─── Data in this exercise ───
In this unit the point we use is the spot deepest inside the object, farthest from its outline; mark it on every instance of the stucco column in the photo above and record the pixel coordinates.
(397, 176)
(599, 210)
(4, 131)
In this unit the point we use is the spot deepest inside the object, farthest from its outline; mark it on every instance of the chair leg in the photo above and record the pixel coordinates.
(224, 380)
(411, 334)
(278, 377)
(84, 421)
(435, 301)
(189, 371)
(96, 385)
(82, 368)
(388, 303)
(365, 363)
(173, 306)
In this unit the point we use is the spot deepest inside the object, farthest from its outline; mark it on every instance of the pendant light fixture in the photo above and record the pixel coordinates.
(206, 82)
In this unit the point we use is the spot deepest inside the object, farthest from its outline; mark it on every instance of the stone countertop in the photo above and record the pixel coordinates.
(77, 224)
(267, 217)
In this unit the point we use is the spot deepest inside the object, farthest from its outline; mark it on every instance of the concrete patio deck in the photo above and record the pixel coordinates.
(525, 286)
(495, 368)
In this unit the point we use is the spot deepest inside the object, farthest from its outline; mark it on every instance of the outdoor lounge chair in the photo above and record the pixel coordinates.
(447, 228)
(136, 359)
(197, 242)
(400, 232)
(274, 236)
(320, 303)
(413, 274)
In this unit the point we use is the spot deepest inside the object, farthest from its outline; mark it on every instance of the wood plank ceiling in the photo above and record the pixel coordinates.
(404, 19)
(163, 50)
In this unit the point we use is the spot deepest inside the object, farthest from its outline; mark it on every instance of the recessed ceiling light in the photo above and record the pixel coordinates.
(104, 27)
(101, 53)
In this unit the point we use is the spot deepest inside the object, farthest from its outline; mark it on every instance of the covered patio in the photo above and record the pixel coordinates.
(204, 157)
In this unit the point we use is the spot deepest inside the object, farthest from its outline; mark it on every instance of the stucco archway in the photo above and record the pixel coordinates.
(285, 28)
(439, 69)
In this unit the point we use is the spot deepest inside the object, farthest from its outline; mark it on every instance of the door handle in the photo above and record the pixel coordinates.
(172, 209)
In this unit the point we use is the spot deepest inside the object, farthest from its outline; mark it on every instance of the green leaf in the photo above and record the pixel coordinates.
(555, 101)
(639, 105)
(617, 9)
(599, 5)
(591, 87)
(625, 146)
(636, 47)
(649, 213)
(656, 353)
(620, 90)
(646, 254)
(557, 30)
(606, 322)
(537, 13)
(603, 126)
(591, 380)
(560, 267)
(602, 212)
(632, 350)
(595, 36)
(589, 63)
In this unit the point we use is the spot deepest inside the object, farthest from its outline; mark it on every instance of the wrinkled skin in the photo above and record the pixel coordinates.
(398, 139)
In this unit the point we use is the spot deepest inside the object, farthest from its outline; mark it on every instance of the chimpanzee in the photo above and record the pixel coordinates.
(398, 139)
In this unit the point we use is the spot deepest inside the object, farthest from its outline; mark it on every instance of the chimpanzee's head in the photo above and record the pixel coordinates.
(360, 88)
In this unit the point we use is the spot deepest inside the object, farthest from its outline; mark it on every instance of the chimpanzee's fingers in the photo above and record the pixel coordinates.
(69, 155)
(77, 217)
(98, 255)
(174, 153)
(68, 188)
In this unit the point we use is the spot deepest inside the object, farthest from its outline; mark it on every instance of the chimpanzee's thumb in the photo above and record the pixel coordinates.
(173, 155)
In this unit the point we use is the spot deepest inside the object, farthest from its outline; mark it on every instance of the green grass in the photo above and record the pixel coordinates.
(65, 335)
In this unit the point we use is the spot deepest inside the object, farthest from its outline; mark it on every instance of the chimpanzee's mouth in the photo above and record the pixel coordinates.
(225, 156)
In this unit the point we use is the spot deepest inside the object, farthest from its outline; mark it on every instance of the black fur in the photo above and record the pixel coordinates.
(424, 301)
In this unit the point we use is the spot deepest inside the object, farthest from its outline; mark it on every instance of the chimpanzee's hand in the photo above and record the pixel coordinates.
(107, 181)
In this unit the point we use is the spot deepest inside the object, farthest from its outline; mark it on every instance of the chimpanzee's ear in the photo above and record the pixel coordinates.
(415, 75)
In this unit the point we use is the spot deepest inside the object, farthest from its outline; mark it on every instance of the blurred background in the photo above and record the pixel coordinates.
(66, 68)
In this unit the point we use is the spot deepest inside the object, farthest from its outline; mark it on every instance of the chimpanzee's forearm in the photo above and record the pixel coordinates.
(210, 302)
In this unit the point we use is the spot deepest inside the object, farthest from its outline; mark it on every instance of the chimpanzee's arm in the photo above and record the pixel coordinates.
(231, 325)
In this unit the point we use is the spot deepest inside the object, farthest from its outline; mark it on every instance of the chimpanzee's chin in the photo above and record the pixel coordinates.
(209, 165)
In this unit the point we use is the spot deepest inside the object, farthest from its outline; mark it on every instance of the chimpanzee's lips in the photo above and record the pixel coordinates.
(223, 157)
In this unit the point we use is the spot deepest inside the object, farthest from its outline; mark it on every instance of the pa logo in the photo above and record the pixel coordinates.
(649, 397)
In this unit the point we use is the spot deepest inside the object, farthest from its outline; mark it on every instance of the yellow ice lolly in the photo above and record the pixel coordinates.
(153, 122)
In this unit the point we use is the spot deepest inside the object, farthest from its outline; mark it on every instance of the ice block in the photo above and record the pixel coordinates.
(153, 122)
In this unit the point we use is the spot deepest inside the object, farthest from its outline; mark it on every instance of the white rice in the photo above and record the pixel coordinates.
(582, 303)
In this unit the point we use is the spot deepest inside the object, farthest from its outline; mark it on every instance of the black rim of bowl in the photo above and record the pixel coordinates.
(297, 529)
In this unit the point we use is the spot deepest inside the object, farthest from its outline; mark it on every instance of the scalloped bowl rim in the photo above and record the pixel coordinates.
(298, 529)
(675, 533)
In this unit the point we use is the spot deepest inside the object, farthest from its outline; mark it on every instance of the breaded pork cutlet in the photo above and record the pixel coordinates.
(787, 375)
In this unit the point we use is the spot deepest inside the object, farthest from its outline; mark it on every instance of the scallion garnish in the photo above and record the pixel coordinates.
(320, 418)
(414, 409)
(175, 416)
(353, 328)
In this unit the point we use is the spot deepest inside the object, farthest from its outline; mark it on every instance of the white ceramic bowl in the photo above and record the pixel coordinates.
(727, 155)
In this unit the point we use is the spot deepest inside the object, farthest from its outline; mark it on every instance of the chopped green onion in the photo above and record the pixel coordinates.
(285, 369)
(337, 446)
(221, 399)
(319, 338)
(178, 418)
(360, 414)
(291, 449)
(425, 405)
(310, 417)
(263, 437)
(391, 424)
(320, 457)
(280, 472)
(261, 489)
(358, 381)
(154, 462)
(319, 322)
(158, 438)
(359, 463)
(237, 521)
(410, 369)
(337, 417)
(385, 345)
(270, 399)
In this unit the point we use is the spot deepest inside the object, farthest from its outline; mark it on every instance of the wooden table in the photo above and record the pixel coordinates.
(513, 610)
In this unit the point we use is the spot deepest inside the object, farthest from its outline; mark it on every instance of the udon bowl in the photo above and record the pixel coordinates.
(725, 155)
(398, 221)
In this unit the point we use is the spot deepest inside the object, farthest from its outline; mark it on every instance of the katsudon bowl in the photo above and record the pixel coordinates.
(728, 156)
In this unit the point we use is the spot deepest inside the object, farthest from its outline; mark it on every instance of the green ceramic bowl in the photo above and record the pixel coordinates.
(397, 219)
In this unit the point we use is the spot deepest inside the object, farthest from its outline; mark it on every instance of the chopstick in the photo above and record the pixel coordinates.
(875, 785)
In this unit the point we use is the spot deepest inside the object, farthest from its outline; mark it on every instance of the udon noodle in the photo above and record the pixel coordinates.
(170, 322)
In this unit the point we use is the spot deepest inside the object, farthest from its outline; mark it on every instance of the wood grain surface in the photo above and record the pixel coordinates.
───
**Given instruction:** Restate the final lines of the listing above word for word, beginning at the line that contains "of the chopstick".

**Result of the exercise:**
In this unit the point we use is the spot deepest inside the object, farthest from its outline; mark it on every instance of the chopstick in the photo above and record the pixel coordinates.
(875, 785)
In this unit the point we use is the spot deepest inside the object, farthest from its outline; mark it on every instance of the udon noodle in the photo above and record the pixel coordinates.
(170, 322)
In this unit the point we use is the spot deepest inside the object, farthest from its outline; mark it on every instance of the wood grain surface in the photo above and record the pixel coordinates.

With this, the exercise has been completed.